==== Selected extract ====

JohnSnowLabs/spark-nlp#1123

Did you try configuring the serializer explicitly: spark.serializer: org.apache.spark.serializer.KryoSerializer

@danny0405 danny0405 added spark Issues related to spark reader-core labels Sep 9, 2022
@danny0405
Copy link
Contributor

@alexeykudinkin Do you have interest on this ?

@yihua yihua added priority:critical production down; pipelines stalled; Need help asap. priority:blocker and removed priority:blocker priority:critical production down; pipelines stalled; Need help asap. labels Sep 26, 2022
@yihua yihua assigned xushiyan and unassigned bvaradar Sep 26, 2022
@codope
Copy link
Member

codope commented Sep 30, 2022

@dik111 did you get a chance to try out this suggestion #6621 (comment) ?

@alexeykudinkin
Copy link
Contributor

alexeykudinkin commented Sep 30, 2022

Created HUDI-4959 to track this issue.

TL;DR Problem is in the fact that we're using Kryo to ser/de HoodieKey (which fails b/c can't find class registration nor association with the encoded id)

==== Stored data ====

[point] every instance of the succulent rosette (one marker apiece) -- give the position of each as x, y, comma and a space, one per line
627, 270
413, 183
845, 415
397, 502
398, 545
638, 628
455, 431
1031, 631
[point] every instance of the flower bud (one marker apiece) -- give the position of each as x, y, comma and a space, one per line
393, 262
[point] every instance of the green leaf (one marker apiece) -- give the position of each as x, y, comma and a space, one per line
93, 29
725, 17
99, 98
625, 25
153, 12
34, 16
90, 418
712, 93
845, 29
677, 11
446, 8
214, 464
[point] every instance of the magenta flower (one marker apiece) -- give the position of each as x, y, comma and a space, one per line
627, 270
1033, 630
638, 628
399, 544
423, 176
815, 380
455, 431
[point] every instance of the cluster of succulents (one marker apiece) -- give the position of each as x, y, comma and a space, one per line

====

*Your tasks:*
a) Translate the sentence "Created HUDI-4959 to track this issue." from the issue thread into Spanish.
b) According to the issue thread, what does the TL;DR give as the cause of the problem?

*Answers for the tasks:*
a) Se creó HUDI-4959 para dar seguimiento a este problema.

b) Kryo is being used to ser/de HoodieKey, which fails because it can't find the class registration or an association with the encoded id.